Text excerpt:
-- Opening Marker --
Have you ever had someone you love let you down or another who failed to fulfill their end of a deal? Maybe you’ve had complete strangers wrong you by letting a door close in your face or by cutting you off on the highway? Would you believe these are gifts?!
Last week I shared with you that I was starting Debbie Ford’s 21-Day Consciousness Cleanse on Opera.com. Yesterday I finished Day 4: The Gift of Forgiveness.
(It’s an incredible program and only takes 10-15 minutes every day!)
I consider myself a very forgiving person; even thinking on occasion that I let people off the hook too easily.
But after yesterday’s cleansing ritual and meditation, I realized that I was harboring some pretty toxic feelings – and towards people that I absolutely love!
Ms. Ford revealed:
Releasing the invisible ties to those who have left you, betrayed you, disappointed you or hurt you, you open up to higher realms of love, peace and joy. Without forgiving them and cutting the cords of resentment, you continue to be imprisoned by the very people you’ve spent years (or a lifetime) trying to get away from and you are bound to the incidents that caused the resentment in the first place. And because the outer world is a steadfast reflection of your inner world, these resentment and grudges ensure that you re-create situations that spark the same bad feelings you want to escape from. Resentments and grudges are two of the main culprits that perpetuate cycles of self-abuse and victimhood.
What I realized from yesterday’s consciousness cleanse was that when people piss us off, they are actually presenting us a gift – if we choose to accept it.
I can hear you now, “Have you lost your freakin’ mind, Steph? These people are disrespecting us, walking all over us and damn it, we deserve better!”
No, I haven’t lost my mind and yes, we deserve to be treated better. However, people don’t intentionally set out to hurt others (maybe some do but it’s a small percentage); they’re just wrapped up in their own world. They’re dealing with their own issues or simply trying to cope with life the only way they know how.
So what’s this gift we’re talking about?
When someone does or says something that disappoints, angers or hurts us, they are triggering a very old, internal wound within us from childhood. These are our personal issues that we haven’t yet bothered to heal.
Now before you balk at this, saying that you had the perfect childhood, please keep in mind that perfect parenting is impossible! Childhood development is so rapid that no parent has the capacity or resources to fulfill every need a child experiences. Plus, we’re extremely sensitive as children. We get hurt very easily.
-- Closing Marker --
Your instructions: According to the forgiveness post, how much time does the cleanse program take each day?

Source data:
-- Opening Marker --
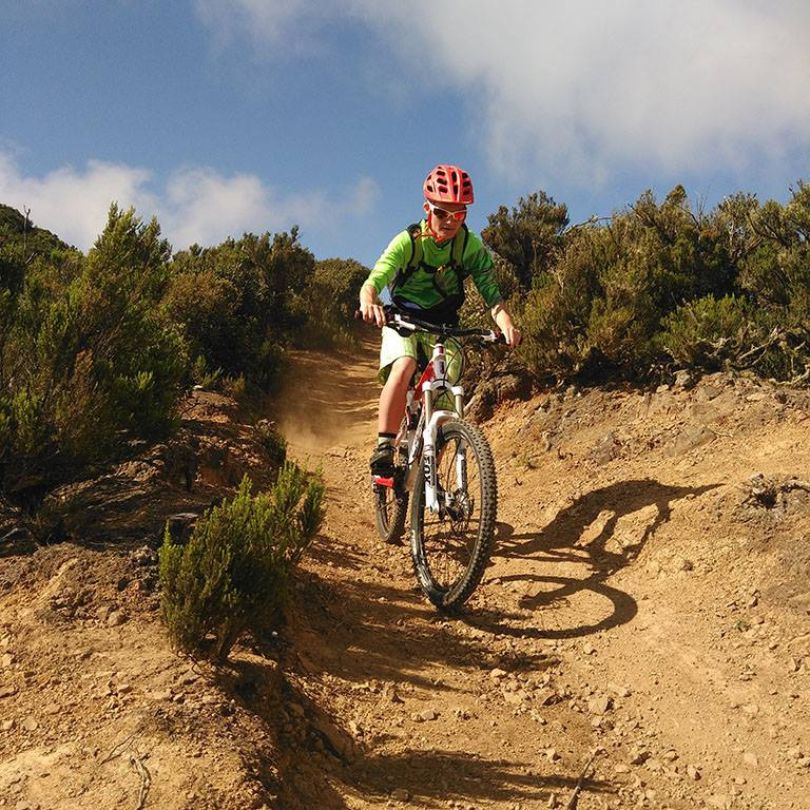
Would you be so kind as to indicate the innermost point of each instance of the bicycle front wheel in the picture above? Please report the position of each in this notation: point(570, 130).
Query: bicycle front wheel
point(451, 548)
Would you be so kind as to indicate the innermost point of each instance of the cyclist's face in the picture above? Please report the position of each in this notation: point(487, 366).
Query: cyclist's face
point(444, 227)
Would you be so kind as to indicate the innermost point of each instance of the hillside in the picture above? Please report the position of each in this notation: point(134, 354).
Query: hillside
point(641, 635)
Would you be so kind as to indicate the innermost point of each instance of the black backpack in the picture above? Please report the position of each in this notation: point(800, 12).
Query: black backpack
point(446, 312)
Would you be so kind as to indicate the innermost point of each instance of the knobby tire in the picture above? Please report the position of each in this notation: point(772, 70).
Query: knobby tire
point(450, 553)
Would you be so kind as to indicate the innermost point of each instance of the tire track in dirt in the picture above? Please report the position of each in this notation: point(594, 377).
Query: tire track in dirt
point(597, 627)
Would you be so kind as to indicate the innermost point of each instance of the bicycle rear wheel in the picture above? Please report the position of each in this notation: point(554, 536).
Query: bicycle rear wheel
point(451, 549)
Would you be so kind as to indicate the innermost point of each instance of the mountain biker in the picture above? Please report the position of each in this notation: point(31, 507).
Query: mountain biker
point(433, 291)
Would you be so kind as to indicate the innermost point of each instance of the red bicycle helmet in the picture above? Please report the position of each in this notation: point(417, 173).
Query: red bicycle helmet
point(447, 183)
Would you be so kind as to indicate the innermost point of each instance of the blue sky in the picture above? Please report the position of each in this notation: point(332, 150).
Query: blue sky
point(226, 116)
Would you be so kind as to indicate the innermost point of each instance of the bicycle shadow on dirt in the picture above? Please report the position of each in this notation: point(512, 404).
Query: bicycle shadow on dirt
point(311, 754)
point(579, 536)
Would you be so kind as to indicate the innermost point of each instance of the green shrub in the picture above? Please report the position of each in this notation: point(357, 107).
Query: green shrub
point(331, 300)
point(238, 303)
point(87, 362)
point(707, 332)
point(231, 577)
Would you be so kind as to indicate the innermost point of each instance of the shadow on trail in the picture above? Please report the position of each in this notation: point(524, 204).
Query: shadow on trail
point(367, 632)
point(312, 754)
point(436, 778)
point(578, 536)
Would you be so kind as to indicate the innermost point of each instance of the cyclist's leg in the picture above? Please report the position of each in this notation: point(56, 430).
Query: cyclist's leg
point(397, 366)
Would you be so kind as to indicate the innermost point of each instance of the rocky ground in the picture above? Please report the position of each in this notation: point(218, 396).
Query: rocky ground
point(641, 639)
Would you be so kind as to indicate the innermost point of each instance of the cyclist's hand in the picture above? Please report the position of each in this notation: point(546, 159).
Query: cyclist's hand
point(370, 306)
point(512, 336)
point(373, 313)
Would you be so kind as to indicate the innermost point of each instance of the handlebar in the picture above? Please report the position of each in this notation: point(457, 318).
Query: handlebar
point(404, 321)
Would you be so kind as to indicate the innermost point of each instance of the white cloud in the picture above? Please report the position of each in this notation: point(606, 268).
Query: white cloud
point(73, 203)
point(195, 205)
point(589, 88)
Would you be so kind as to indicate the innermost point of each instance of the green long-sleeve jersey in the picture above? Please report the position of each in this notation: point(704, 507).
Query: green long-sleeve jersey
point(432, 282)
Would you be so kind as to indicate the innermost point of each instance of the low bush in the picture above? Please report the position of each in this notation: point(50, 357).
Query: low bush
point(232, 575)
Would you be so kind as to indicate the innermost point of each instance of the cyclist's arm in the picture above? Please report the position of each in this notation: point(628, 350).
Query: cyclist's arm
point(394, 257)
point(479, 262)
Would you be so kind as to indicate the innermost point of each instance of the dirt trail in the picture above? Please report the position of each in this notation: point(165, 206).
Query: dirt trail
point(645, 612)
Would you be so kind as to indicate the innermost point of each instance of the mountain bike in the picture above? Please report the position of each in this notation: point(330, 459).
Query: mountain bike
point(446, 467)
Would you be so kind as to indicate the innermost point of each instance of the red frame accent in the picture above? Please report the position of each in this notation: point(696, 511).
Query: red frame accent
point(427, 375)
-- Closing Marker --
Task answer: It takes 10 to 15 minutes every day.